▶
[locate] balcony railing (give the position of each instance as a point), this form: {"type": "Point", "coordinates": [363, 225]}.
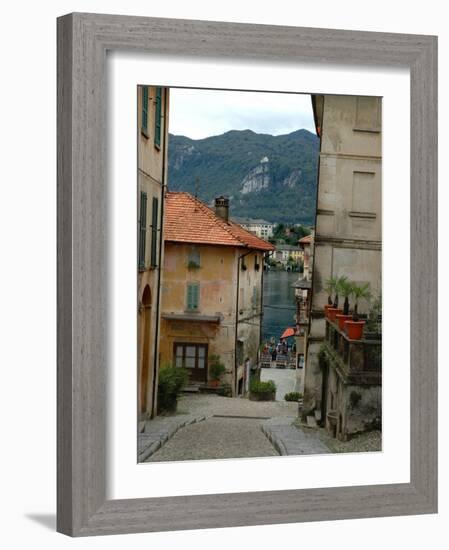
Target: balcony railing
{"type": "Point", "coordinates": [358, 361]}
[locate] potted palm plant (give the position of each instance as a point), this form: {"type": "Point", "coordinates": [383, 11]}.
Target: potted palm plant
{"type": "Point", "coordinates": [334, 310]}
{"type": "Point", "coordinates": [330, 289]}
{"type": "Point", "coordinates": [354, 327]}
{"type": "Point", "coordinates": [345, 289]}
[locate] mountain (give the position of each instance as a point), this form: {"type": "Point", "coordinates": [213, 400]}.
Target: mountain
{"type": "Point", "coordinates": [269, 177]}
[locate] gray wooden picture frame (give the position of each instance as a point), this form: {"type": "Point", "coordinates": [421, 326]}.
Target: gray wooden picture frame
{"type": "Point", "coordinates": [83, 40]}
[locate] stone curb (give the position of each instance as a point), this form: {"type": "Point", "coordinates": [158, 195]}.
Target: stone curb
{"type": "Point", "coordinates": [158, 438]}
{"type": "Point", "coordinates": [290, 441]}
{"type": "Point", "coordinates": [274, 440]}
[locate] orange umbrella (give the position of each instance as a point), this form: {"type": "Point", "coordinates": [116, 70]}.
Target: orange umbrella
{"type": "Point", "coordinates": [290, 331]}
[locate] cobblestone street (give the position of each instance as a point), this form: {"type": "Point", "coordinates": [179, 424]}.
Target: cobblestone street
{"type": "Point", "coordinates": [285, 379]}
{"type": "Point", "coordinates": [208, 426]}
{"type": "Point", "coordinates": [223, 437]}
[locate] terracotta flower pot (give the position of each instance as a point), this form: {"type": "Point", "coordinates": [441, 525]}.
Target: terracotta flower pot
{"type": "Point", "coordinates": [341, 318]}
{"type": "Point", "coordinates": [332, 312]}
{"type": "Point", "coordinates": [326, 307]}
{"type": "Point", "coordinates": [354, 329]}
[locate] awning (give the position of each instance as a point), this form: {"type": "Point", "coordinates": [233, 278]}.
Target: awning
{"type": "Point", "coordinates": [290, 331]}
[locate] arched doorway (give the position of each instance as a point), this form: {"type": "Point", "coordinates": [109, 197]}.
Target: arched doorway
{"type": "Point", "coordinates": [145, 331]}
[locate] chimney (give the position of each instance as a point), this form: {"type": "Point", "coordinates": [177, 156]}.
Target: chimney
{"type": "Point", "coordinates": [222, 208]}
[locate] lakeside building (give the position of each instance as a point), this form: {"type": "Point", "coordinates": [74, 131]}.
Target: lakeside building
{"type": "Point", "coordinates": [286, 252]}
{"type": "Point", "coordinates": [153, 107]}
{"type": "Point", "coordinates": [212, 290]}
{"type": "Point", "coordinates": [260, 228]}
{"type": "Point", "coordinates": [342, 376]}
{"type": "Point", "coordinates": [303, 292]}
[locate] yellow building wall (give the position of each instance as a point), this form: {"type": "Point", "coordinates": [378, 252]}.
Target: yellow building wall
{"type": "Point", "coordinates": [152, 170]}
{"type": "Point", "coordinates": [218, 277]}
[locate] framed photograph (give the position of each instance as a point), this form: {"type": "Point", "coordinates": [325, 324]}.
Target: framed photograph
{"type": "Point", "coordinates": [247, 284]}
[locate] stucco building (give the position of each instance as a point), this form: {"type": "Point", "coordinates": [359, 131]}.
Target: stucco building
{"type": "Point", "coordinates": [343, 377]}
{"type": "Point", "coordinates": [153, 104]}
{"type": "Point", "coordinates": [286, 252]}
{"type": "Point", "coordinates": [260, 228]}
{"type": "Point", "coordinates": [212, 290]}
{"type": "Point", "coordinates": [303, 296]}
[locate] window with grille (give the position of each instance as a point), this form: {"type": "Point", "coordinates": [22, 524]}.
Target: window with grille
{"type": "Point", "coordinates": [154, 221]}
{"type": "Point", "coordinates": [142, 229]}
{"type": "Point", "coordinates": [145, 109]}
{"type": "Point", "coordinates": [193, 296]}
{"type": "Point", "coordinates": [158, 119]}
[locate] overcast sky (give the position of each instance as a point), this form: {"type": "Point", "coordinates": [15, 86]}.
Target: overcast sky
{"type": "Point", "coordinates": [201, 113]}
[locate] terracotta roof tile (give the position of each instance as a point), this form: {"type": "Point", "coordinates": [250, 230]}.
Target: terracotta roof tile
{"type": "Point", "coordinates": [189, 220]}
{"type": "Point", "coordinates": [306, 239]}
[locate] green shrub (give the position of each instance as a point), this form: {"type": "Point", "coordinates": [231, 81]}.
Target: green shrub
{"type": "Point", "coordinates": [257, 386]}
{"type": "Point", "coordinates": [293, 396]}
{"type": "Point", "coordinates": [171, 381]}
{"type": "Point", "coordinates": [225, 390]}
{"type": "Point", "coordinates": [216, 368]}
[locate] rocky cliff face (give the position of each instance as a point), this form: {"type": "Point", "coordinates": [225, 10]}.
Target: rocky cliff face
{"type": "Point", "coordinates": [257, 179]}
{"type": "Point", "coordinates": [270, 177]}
◀
REQUEST |
Omit the pictures. Transcribe every record exactly.

SOLUTION TO THIS TASK |
[locate] balcony railing (give the position of each instance as a point), this form: {"type": "Point", "coordinates": [363, 225]}.
Target: balcony railing
{"type": "Point", "coordinates": [358, 361]}
[locate] potted palm plant (give the position of each instance as a point), this form: {"type": "Point", "coordinates": [383, 11]}.
Target: potted palm plant
{"type": "Point", "coordinates": [334, 310]}
{"type": "Point", "coordinates": [330, 289]}
{"type": "Point", "coordinates": [354, 327]}
{"type": "Point", "coordinates": [345, 289]}
[locate] mountain (give the position of each instance as a point), this form: {"type": "Point", "coordinates": [213, 400]}.
Target: mountain
{"type": "Point", "coordinates": [269, 177]}
[locate] gray wooden picture frame (give the position of each instance as a point), this form: {"type": "Point", "coordinates": [421, 326]}.
Target: gray wooden picture frame
{"type": "Point", "coordinates": [83, 40]}
[locate] stone curb (give the position of each instance as a point), this form: {"type": "Point", "coordinates": [158, 195]}.
Target: stone curb
{"type": "Point", "coordinates": [158, 438]}
{"type": "Point", "coordinates": [290, 441]}
{"type": "Point", "coordinates": [274, 440]}
[locate] orange umbrella (give the position of each instance as a point), this form: {"type": "Point", "coordinates": [116, 70]}.
Target: orange umbrella
{"type": "Point", "coordinates": [290, 331]}
[locate] cobblestone street (give the position of each instance as a point), this form: {"type": "Point", "coordinates": [179, 424]}.
Target: cobblestone street
{"type": "Point", "coordinates": [285, 379]}
{"type": "Point", "coordinates": [208, 426]}
{"type": "Point", "coordinates": [223, 437]}
[locate] terracotta flower pot (give the position of each instance as a point), this form: {"type": "Point", "coordinates": [441, 525]}.
Target: terracotta flower pot
{"type": "Point", "coordinates": [341, 318]}
{"type": "Point", "coordinates": [332, 312]}
{"type": "Point", "coordinates": [326, 307]}
{"type": "Point", "coordinates": [354, 329]}
[locate] awning (give the position of each instance as a point), this form: {"type": "Point", "coordinates": [233, 278]}.
Target: awning
{"type": "Point", "coordinates": [290, 331]}
[locate] arched doorway (give the position of each instance as a point), this form: {"type": "Point", "coordinates": [109, 197]}.
Target: arched doorway
{"type": "Point", "coordinates": [145, 331]}
[locate] chimney (give the position of each instance as a point), this form: {"type": "Point", "coordinates": [177, 156]}.
Target: chimney
{"type": "Point", "coordinates": [222, 208]}
[locate] lakeside building (give the position of each instance as a point), this form: {"type": "Point", "coordinates": [74, 131]}.
Target: lakeside building
{"type": "Point", "coordinates": [286, 252]}
{"type": "Point", "coordinates": [153, 107]}
{"type": "Point", "coordinates": [212, 290]}
{"type": "Point", "coordinates": [260, 228]}
{"type": "Point", "coordinates": [342, 376]}
{"type": "Point", "coordinates": [303, 292]}
[locate] yellow building wall (give the position of each instance as a point), this form: {"type": "Point", "coordinates": [378, 252]}.
Target: yellow building wall
{"type": "Point", "coordinates": [152, 170]}
{"type": "Point", "coordinates": [218, 277]}
[locate] framed photograph (give the position of each instance as a point), this form: {"type": "Point", "coordinates": [325, 324]}.
Target: framed photograph
{"type": "Point", "coordinates": [247, 284]}
[locate] stucco building (give the position of each instance as a point), this form: {"type": "Point", "coordinates": [359, 131]}.
Target: stucco building
{"type": "Point", "coordinates": [343, 377]}
{"type": "Point", "coordinates": [153, 104]}
{"type": "Point", "coordinates": [286, 252]}
{"type": "Point", "coordinates": [260, 228]}
{"type": "Point", "coordinates": [212, 290]}
{"type": "Point", "coordinates": [303, 296]}
[locate] window with grille (give the position of each instance as a point), this form: {"type": "Point", "coordinates": [22, 524]}.
Target: window with grille
{"type": "Point", "coordinates": [154, 221]}
{"type": "Point", "coordinates": [142, 229]}
{"type": "Point", "coordinates": [145, 109]}
{"type": "Point", "coordinates": [193, 296]}
{"type": "Point", "coordinates": [158, 119]}
[locate] overcast sky (give the position of each instance as a point), this form: {"type": "Point", "coordinates": [15, 86]}.
Target: overcast sky
{"type": "Point", "coordinates": [201, 113]}
[locate] terracotta roof tile (give the position of each instance as a point), this form: {"type": "Point", "coordinates": [250, 230]}.
Target: terracotta roof tile
{"type": "Point", "coordinates": [189, 220]}
{"type": "Point", "coordinates": [306, 239]}
[locate] green shrub (give the position of each instance as a point), this form: {"type": "Point", "coordinates": [231, 81]}.
Target: green shrub
{"type": "Point", "coordinates": [257, 386]}
{"type": "Point", "coordinates": [293, 396]}
{"type": "Point", "coordinates": [171, 381]}
{"type": "Point", "coordinates": [225, 390]}
{"type": "Point", "coordinates": [216, 368]}
[locate] rocky cliff face (give the position of each instance as a point), this form: {"type": "Point", "coordinates": [225, 10]}.
Target: rocky cliff face
{"type": "Point", "coordinates": [257, 179]}
{"type": "Point", "coordinates": [270, 177]}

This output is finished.